■ TO BE DONE ■
1: Answer these about the speech, using only what it states:
(a) How many national central banks does the Eurosystem include at present?
(b) On what date did the European Union reach its new stage of economic integration?
(c) To what level was the ECB's main refinancing rate cut in April?
2: Output the passage of the speech starting with "It is a pleasure" and going on through "unified political entity.".
3: List every term the speech explains in its paragraph on terminology.

■ PAGE EXTRACT ■
##############################

Speech delivered by Christian Noyer, Vice-President of the European Central Bank, at the European Institute in New York on 29 September 1999

Ladies and Gentlemen,

It is a pleasure for me to be able to address you today and to share with you some remarks about the changes which Economic and Monetary Union (EMU) in Europe has brought about. In so doing, I should like to focus my comments on the introduction of the euro and the immediate implications for European and international financial capital markets, for central banking and the European economy as a whole. However, the launch of a new currency, historic as it was, does not constitute a one-off event. In fact, it is the longer-term dynamics of EMU which represent the great challenge for the years to come. In the second part of my address I should therefore like to touch upon some basic structural features of EMU - which have perplexed observers within the EU, but especially outside Europe - namely, how a single monetary policy can indeed function in the absence of a unified political entity.

Before that, allow me to briefly explain our terminology, with which you may, as yet, be unfamiliar. The "Eurosystem" is the name given to the European Central Bank (ECB) and the - at present - 11 national central banks of those countries which have introduced the euro. The "euro area" is the term used to refer to these 11 countries. The "European System of Central Banks" also includes the central banks of the four EU-Member States which have not, as yet, adopted the euro.

The launch of the euro

On 1 January 1999 the European Union achieved a new and unprecedented stage of economic integration. With the launch of the euro, 11 countries merged their monetary sovereignty and transferred the task of conducting a common monetary policy to a supranational institution, the Eurosystem.

This historic step was the culmination of a long period of preparation, the magnitude of which can hardly be overestimated. EU Member States embarked upon an ambitious and sometimes painful fiscal consolidation process; exchange rate crises and hostile public opinion in some countries had to be overcome by a clear political conviction that the project would eventually succeed. At the technical level, the banking and financial sectors, EU legislators and many others diligently prepared the change-over to the new currency in co-operation with the ECB itself, its precursor organisation - the European Monetary Institute - and the national central banks.

Indeed, the thorough preparation has paid off: the euro got off to a smooth start. Given the sheer scale and significance of the project, it is, of course, unsurprising that it did not proceed entirely without hitches; on the whole, however, there were no major complications. External developments such as the initial depreciation of the euro against the dollar have attracted somewhat pessimistic headlines; but there are, in fact, several reasons for some satisfaction. The Eurosystem, and specifically the Governing Council as its main decision-making body, has taken up its responsibilities of formulating and implementing the single monetary policy. In so doing, the Governing Council - which comprises the 11 national central bank governors of the euro area countries and the six members of the Executive Board of the ECB - has not only shown its determination to think and act for the euro area as a whole but has also proven its capacity for decisive action - as exemplified by the decision to cut the ECB's main refinancing rate to 2.5% in April.

##############################

■ MATERIAL ■
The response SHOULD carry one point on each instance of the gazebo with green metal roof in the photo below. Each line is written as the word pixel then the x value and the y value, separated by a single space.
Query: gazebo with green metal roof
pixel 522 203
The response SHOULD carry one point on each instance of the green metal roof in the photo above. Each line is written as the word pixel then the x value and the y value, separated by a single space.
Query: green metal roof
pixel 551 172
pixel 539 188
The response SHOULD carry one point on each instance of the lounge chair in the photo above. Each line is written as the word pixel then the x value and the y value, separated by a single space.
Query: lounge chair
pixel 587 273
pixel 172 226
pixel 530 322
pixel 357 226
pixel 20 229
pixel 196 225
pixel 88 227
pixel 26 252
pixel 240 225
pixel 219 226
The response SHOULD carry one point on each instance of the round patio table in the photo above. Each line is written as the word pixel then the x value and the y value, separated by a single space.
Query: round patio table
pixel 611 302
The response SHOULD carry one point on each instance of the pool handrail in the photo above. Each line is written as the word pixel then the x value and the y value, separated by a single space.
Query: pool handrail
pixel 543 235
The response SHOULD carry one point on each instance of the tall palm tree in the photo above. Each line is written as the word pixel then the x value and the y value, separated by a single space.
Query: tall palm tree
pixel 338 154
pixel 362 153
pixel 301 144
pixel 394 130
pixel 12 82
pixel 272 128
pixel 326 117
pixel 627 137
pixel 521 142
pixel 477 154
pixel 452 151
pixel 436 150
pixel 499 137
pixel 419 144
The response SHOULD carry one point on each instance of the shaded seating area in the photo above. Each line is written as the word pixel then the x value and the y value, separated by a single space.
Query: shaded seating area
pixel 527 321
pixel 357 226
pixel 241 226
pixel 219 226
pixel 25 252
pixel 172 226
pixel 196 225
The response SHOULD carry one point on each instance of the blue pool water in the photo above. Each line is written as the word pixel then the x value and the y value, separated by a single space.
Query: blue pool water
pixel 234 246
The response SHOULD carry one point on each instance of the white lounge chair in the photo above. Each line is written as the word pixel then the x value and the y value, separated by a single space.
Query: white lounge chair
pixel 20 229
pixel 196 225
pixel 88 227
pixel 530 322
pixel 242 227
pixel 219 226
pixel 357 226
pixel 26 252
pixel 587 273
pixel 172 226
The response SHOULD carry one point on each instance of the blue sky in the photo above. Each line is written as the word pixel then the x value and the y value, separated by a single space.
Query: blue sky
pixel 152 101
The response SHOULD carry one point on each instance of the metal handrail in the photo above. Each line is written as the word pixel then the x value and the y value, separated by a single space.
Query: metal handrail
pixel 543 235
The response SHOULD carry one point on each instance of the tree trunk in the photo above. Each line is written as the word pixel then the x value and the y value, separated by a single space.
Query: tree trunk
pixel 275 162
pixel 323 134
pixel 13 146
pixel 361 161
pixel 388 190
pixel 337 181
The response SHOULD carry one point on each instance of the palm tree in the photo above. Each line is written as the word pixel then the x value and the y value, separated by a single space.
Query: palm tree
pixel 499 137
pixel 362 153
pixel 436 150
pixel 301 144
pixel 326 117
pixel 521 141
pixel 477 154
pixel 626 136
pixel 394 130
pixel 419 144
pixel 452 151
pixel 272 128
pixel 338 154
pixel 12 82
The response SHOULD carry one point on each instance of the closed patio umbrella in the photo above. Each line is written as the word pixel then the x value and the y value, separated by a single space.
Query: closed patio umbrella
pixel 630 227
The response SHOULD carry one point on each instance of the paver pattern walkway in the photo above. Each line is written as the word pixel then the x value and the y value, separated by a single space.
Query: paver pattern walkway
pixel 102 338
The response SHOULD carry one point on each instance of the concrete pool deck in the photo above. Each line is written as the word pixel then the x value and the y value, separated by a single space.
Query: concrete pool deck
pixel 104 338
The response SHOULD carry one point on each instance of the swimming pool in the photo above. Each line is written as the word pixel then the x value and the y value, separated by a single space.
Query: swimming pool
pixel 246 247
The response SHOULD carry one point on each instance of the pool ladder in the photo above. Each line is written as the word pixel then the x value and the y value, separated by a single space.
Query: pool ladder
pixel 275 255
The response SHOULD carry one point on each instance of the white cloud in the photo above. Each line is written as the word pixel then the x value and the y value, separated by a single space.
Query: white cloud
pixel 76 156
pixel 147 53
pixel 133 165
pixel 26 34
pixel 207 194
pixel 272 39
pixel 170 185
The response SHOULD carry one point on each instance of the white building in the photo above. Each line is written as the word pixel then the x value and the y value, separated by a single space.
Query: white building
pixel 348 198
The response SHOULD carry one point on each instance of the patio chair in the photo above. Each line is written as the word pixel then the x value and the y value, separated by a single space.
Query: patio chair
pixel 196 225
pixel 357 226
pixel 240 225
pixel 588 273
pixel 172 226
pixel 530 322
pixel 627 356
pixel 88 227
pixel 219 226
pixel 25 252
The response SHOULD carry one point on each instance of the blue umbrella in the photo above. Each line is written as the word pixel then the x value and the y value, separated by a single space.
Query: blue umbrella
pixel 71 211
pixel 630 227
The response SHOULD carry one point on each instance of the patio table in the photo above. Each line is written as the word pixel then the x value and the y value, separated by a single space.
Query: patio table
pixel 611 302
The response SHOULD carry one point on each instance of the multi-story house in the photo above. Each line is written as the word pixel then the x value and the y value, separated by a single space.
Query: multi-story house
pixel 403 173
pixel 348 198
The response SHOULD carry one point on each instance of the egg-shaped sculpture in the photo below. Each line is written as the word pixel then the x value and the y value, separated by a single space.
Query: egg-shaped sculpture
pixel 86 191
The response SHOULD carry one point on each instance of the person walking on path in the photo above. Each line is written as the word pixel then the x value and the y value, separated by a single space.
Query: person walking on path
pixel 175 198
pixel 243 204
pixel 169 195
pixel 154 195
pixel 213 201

##############################

■ OUTPUTS BY TASK ■
1:
(a) 11
(b) 1 January 1999
(c) 2.5%

2:
It is a pleasure for me to be able to address you today and to share with you some remarks about the changes which Economic and Monetary Union (EMU) in Europe has brought about. In so doing, I should like to focus my comments on the introduction of the euro and the immediate implications for European and international financial capital markets, for central banking and the European economy as a whole. However, the launch of a new currency, historic as it was, does not constitute a one-off event. In fact, it is the longer-term dynamics of EMU which represent the great challenge for the years to come. In the second part of my address I should therefore like to touch upon some basic structural features of EMU - which have perplexed observers within the EU, but especially outside Europe - namely, how a single monetary policy can indeed function in the absence of a unified political entity.

3:
Eurosystem
euro area
European System of Central Banks